BEGIN Data to process

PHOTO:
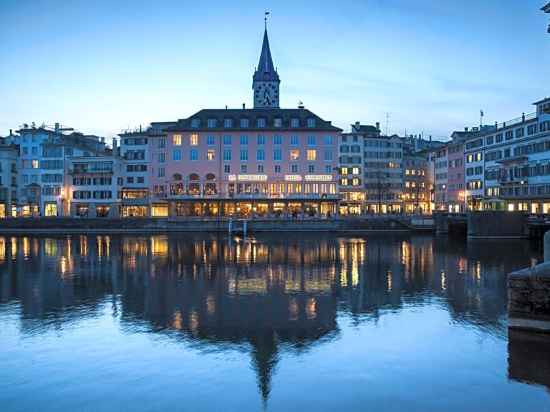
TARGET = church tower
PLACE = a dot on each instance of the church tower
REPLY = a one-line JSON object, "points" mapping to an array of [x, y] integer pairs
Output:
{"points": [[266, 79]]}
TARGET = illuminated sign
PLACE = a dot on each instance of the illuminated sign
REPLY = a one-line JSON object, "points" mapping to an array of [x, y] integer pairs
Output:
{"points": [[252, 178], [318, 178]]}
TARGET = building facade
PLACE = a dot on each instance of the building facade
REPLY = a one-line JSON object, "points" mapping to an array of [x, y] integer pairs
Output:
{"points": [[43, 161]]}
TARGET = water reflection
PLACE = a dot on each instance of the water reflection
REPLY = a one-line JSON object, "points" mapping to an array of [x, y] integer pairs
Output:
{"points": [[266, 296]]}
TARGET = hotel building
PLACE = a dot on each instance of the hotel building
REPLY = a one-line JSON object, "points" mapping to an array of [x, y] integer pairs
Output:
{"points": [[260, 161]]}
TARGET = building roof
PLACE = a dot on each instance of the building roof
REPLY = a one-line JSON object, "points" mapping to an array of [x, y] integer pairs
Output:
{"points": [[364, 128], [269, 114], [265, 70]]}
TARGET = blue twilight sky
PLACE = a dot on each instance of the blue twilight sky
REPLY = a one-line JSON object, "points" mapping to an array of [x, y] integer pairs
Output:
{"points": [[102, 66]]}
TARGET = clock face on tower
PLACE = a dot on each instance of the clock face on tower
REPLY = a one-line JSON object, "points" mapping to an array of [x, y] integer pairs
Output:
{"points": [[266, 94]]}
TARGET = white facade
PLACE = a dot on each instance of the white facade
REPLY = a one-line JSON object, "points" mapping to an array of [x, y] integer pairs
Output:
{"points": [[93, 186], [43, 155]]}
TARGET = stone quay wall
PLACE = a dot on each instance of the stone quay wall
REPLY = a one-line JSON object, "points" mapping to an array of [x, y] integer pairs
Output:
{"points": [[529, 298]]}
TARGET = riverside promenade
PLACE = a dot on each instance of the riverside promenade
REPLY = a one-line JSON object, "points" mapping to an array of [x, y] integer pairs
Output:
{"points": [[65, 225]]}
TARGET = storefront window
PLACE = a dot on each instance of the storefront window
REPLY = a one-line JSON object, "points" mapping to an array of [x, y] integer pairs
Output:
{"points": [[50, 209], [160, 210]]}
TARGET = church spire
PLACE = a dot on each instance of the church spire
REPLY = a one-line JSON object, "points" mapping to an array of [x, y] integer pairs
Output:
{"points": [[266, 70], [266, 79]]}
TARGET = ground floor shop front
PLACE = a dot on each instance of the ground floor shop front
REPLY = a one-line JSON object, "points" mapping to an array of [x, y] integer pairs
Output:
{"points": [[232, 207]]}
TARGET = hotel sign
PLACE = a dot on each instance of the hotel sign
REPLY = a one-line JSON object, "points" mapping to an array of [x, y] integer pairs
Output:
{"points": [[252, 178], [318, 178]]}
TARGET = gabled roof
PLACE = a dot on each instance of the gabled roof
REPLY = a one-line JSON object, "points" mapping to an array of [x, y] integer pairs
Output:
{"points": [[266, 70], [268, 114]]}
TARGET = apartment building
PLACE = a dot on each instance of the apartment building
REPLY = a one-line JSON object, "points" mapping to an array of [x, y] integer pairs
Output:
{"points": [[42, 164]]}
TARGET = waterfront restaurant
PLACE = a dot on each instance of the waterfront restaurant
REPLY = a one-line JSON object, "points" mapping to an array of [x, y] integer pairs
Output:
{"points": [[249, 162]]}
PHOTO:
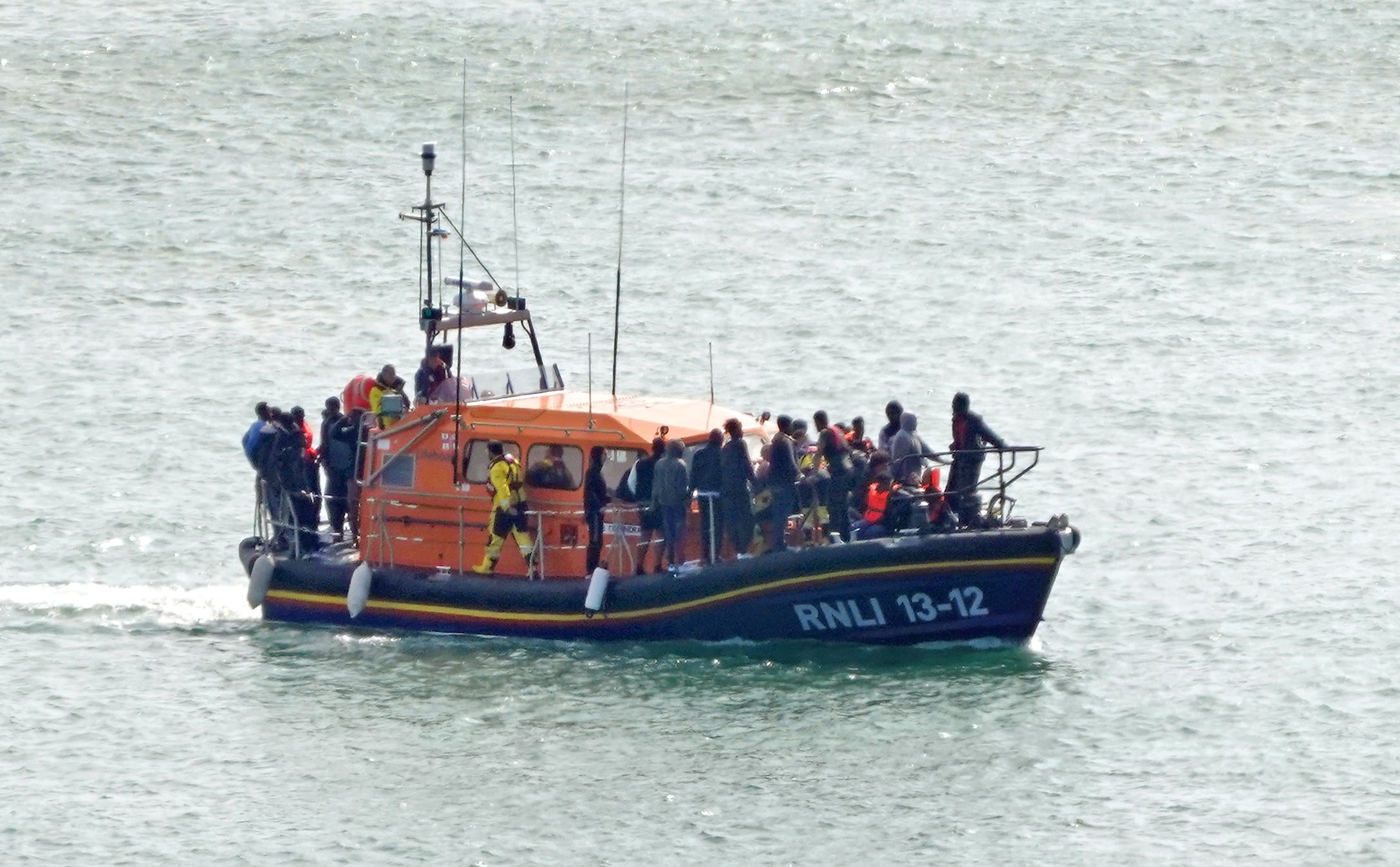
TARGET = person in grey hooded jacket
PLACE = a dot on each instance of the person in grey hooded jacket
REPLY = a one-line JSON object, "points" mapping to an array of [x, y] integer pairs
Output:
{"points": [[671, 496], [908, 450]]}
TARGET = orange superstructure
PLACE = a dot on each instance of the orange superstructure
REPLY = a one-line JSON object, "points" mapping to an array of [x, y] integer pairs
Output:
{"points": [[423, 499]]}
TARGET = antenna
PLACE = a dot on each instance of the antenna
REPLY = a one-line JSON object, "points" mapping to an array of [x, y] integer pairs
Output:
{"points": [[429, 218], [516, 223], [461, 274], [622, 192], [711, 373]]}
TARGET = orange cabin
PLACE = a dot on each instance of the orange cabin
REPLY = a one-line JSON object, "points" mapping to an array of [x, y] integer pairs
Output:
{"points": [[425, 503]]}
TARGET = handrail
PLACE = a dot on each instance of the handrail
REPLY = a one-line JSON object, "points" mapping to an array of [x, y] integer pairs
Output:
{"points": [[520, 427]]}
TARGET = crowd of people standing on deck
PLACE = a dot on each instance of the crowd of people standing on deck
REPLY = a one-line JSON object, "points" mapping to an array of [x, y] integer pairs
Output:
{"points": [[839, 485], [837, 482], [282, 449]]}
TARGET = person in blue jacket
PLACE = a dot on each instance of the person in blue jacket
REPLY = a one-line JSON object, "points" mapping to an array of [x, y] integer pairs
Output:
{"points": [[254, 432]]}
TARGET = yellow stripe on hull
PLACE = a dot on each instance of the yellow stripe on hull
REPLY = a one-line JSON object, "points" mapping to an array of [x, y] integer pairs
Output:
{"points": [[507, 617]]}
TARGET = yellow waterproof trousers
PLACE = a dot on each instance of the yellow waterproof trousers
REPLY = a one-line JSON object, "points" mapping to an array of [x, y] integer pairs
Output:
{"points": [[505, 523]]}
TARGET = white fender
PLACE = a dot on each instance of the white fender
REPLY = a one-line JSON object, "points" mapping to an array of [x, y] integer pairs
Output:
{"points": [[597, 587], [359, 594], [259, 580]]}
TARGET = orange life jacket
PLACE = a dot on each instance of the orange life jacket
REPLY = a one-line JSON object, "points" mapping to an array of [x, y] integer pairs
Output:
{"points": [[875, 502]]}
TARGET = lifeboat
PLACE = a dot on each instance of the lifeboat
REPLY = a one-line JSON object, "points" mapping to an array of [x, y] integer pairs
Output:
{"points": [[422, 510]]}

END Data to process

**What to produce**
In the data above, find each line that uses the string "crowd". Copy it.

**Result of the exercise**
TARGET = crowd of people standing on deck
PLACE = a dot on each instance of the crowd of people standing on deck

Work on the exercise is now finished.